Please restate the records below verbatim, omitting every image they hold.

> _Dataset extract_:
════════

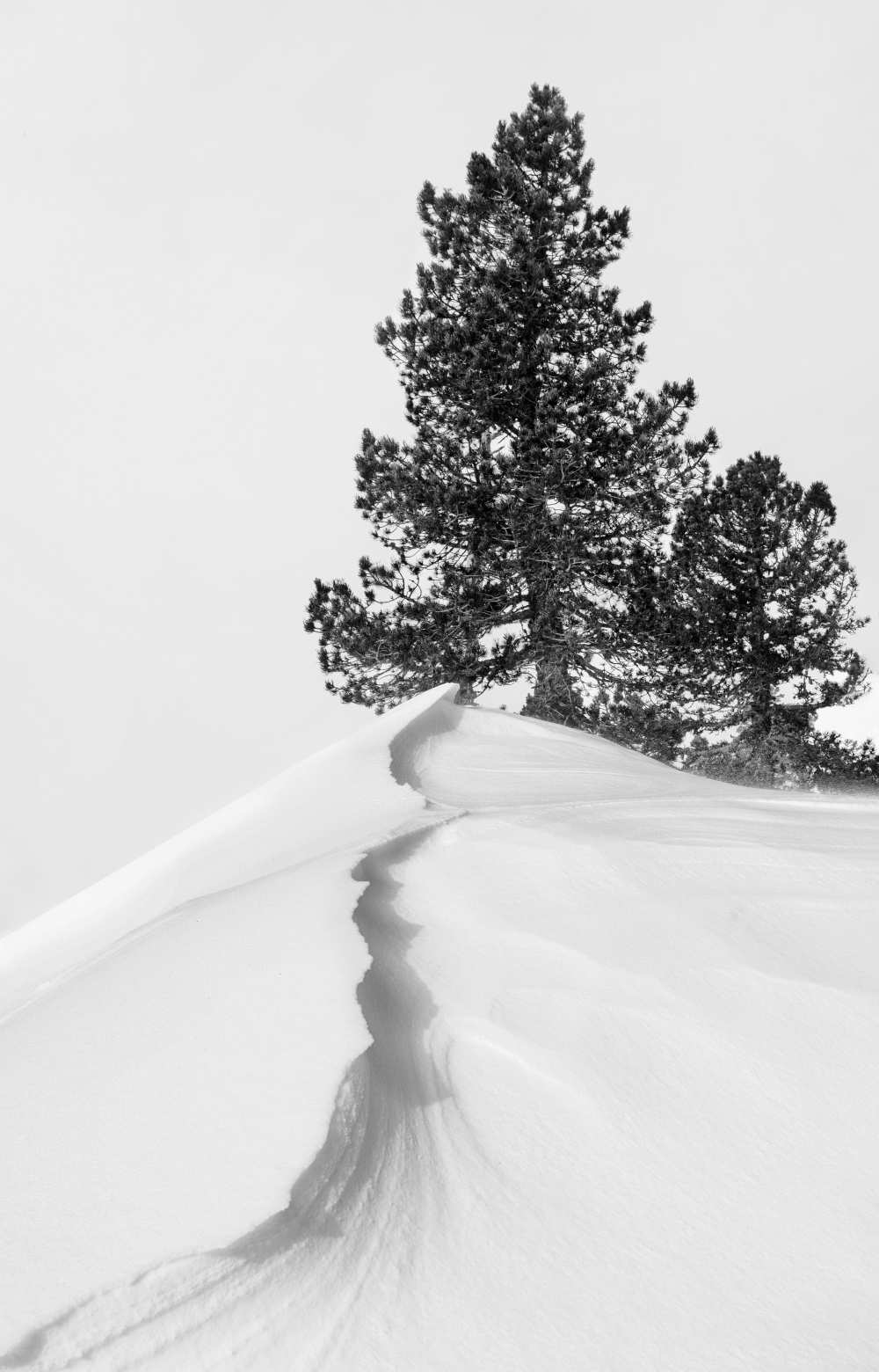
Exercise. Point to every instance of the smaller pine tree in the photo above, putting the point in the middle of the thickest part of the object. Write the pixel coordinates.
(763, 602)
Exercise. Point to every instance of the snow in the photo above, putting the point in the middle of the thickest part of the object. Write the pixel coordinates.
(604, 1097)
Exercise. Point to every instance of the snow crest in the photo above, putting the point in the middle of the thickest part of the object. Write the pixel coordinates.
(612, 1098)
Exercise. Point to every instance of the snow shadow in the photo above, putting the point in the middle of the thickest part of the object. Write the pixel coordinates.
(376, 1142)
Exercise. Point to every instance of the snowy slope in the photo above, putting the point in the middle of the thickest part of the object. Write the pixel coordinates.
(605, 1097)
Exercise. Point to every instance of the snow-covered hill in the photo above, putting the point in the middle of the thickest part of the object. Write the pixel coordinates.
(470, 1043)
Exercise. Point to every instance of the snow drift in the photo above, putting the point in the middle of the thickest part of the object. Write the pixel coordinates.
(470, 1043)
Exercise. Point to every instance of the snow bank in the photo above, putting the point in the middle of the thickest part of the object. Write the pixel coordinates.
(607, 1097)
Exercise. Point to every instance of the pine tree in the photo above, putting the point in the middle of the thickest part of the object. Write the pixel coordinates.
(524, 519)
(764, 610)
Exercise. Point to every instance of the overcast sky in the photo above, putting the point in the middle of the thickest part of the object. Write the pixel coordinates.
(206, 208)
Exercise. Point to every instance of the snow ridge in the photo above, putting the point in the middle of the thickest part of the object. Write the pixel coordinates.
(607, 1095)
(198, 1310)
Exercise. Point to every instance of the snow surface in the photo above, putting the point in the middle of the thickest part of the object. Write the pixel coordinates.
(470, 1043)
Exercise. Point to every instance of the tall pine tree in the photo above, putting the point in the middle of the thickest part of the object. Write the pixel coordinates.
(523, 521)
(766, 604)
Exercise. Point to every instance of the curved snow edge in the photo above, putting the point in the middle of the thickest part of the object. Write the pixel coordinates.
(342, 798)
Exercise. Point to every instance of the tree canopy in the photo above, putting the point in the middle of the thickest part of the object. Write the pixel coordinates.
(523, 521)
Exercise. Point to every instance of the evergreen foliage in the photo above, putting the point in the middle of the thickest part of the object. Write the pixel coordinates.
(763, 602)
(523, 523)
(788, 756)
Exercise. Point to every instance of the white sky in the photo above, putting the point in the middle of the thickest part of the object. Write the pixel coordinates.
(207, 206)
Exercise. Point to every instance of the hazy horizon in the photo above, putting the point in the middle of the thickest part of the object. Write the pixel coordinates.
(208, 206)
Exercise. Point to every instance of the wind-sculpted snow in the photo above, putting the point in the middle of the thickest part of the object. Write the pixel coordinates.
(614, 1106)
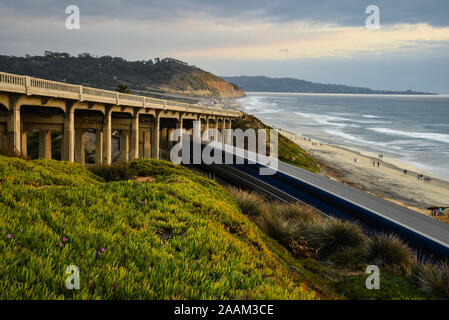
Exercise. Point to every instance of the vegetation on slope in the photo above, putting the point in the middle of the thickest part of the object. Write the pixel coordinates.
(333, 255)
(176, 236)
(169, 75)
(288, 151)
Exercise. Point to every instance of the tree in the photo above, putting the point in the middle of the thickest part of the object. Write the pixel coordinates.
(123, 88)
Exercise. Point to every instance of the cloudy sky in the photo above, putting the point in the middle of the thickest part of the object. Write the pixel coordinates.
(322, 41)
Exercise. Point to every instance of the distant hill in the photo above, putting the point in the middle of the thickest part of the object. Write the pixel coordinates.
(266, 84)
(166, 75)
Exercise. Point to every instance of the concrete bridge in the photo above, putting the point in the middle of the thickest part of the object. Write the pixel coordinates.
(142, 123)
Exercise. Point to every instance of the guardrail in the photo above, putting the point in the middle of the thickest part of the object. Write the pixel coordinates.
(24, 84)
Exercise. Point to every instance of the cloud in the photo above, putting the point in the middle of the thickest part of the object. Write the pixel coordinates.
(342, 12)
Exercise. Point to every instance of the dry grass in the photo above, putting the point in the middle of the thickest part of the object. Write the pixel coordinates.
(388, 250)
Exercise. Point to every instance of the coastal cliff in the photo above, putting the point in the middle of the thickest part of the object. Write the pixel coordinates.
(156, 76)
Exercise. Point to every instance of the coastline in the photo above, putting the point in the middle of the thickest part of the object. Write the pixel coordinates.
(388, 180)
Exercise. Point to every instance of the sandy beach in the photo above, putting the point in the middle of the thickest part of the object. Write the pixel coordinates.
(387, 180)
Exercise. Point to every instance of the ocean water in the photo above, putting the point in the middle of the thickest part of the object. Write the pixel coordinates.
(413, 129)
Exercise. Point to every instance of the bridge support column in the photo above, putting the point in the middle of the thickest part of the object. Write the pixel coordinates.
(163, 143)
(156, 136)
(24, 144)
(135, 136)
(124, 146)
(197, 130)
(44, 144)
(2, 141)
(69, 134)
(229, 133)
(14, 127)
(80, 149)
(146, 145)
(99, 147)
(223, 131)
(170, 143)
(179, 127)
(107, 136)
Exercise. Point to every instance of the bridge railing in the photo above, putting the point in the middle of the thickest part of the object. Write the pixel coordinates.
(25, 84)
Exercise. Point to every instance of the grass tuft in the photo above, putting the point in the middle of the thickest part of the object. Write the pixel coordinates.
(388, 250)
(336, 235)
(250, 203)
(434, 279)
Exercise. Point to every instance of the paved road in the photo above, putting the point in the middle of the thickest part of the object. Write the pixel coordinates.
(414, 221)
(317, 190)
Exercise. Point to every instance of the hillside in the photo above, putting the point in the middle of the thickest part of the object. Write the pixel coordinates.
(175, 236)
(166, 75)
(288, 151)
(266, 84)
(150, 229)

════════

> _Response to the task_:
Exercise. Point to every instance of the smaller pine tree in the photo above, putting the point in the middle of the thickest part of the object. Write the pixel coordinates.
(763, 602)
Exercise. Point to every instance of the snow in the photo above, putting the point in the middle of the thickest part of the object. Write the pixel coordinates.
(604, 1097)
Exercise. Point to every instance of the snow crest in the photo above, putting the point in the middle of the thickest part of the object. Write the pixel coordinates.
(612, 1098)
Exercise. Point to every instance of the snow shadow in the photo above, putting the point in the middle of the thickest part of the object. Write the pixel coordinates.
(376, 1142)
Exercise. Point to every instance of the snowy slope in the photo above, putting the point in the middle of the thickest part of the object. Write the pixel coordinates.
(605, 1097)
Exercise. Point to every instance of the snow-covered hill in the photo above, putting the point in the middle of the thickest part of the object. Write the pixel coordinates.
(470, 1043)
Exercise. Point to every instance of the snow drift in the photo above, putting the point in the middle of the thickest part of the object. Write the pixel coordinates.
(470, 1043)
Exercise. Point to every instance of the snow bank in the photo above, putting the point in the middle of the thickest part of the object. Write the pixel coordinates.
(607, 1097)
Exercise. Point to every instance of the pine tree in the photo above, putting the point in the middle of the thickest part of the object. Write the pixel coordinates.
(524, 519)
(764, 610)
Exercise. Point to every instance of the overcast sky in the photo above, putting the point in the middle of the thickest part of the object. Write the pixel coordinates.
(206, 208)
Exercise. Point to every instance of the snow ridge in the photo above, putting the point in the middle of the thickest part of the object. Write the pixel coordinates.
(607, 1095)
(198, 1310)
Exercise. Point to every instance of the snow surface in the photo above, putting the point in the middle of the thickest part of the object. Write the pixel coordinates.
(470, 1043)
Exercise. Point to every instance of the tall pine tree in the photo above, putting the point in the middle of the thickest part of the object. Write the pixel coordinates.
(523, 521)
(766, 604)
Exercise. Point to every instance of the curved snow edge in the photo above, putting the point in the middle of the thickest part of the object. Write the pixel coordinates.
(342, 798)
Exercise. Point to every instance of the tree canopy in the photo above, putting the point in the middle of the thickest part of the object. Write the pixel coordinates.
(523, 521)
Exercise. Point to every instance of the evergreen foliage in the photo above, putting the point in the middle of the thickest part of the object. Write the pixel coordinates.
(763, 602)
(523, 523)
(788, 756)
Exercise. Point to every instance of the white sky in the photo above, putting the point in the middle of the thickest part of the object. Write the pixel coordinates.
(207, 206)
Exercise. Point to every instance of the hazy horizon in the photo above, putting the point in the middle of the thickest part of the object. Write the pixel coordinates.
(208, 206)
Exercise. Point to every instance of the wind-sculpted snow in the photo above, putting the point in the middle of the thickest part of the object. Write the pixel coordinates.
(614, 1106)
Exercise. Point to every instance of the vegetation on slope in the photo above, putting the point in the middle of the thickest part of the object. Write the pixel coordinates.
(333, 255)
(176, 236)
(169, 75)
(288, 151)
Exercise. Point to every instance of the tree in the photo above, putting the point in the middle of the thickest part of the object. Write the pixel coordinates.
(123, 88)
Exercise. Point to every instance of the cloudy sky in the photo above, putting the point in the middle of the thickest part of the object. Write the pixel coordinates.
(322, 41)
Exercise. Point to every instance of the distant hill in the photo above, putting the point in the middle of the thickest part of the object. Write the pixel coordinates.
(266, 84)
(166, 75)
Exercise. Point to every instance of the concrete bridge in the photo above, putting the point in the middle of the thickest part of the object. Write the pixel coordinates.
(142, 123)
Exercise. Point to every instance of the guardrail in the photo above, putting the point in the middle of the thickest part of the object. Write the pixel coordinates.
(24, 84)
Exercise. Point to every instance of the cloud in the photo above, putting the point in the middle of the thickest part of the object. Write the pixel coordinates.
(342, 12)
Exercise. Point to every instance of the dry grass in the photo above, putting the point in the middle of the thickest part of the object. Write the pixel coordinates.
(388, 250)
Exercise. Point to every instance of the coastal cliff in the photo above, putting the point in the middle of the thickest part of the object. Write the pixel coordinates.
(156, 76)
Exercise. Point to every instance of the coastline in the photo above, putting the point in the middle of the thickest part of the object. Write the pixel coordinates.
(388, 180)
Exercise. Point to every instance of the sandy beach in the photo above, putting the point in the middle of the thickest part of the object. Write the pixel coordinates.
(387, 180)
Exercise. Point to every instance of the ocean water in the photo above, putting the point in the middle of the thickest part of the object. Write the pixel coordinates.
(413, 129)
Exercise. Point to every instance of the bridge support column in the photo above, putting the point in the middle of the thickest part of the object. Write the pixel coordinates.
(163, 143)
(156, 136)
(24, 144)
(135, 136)
(124, 146)
(197, 130)
(44, 144)
(2, 141)
(69, 134)
(229, 133)
(14, 127)
(80, 149)
(146, 145)
(99, 147)
(223, 131)
(170, 143)
(179, 127)
(107, 136)
Exercise. Point to every instance of the bridge railing in the photo above, putting the point in the middle of the thickest part of the object. Write the pixel coordinates.
(25, 84)
Exercise. Point to every instance of the grass tuft in the photo above, putting the point in the middle of the thickest part of the object. Write the pixel coordinates.
(388, 250)
(336, 235)
(250, 203)
(434, 279)
Exercise. Point to every instance of the paved road in the photo above, putting the point in the middle of the thickest part of the object. Write the pixel coordinates.
(414, 221)
(317, 190)
Exercise. Point to every instance of the hillside in the photo above, putting the point in the middle of the thickest part of the object. Write the pixel coordinates.
(175, 236)
(166, 75)
(288, 151)
(266, 84)
(150, 229)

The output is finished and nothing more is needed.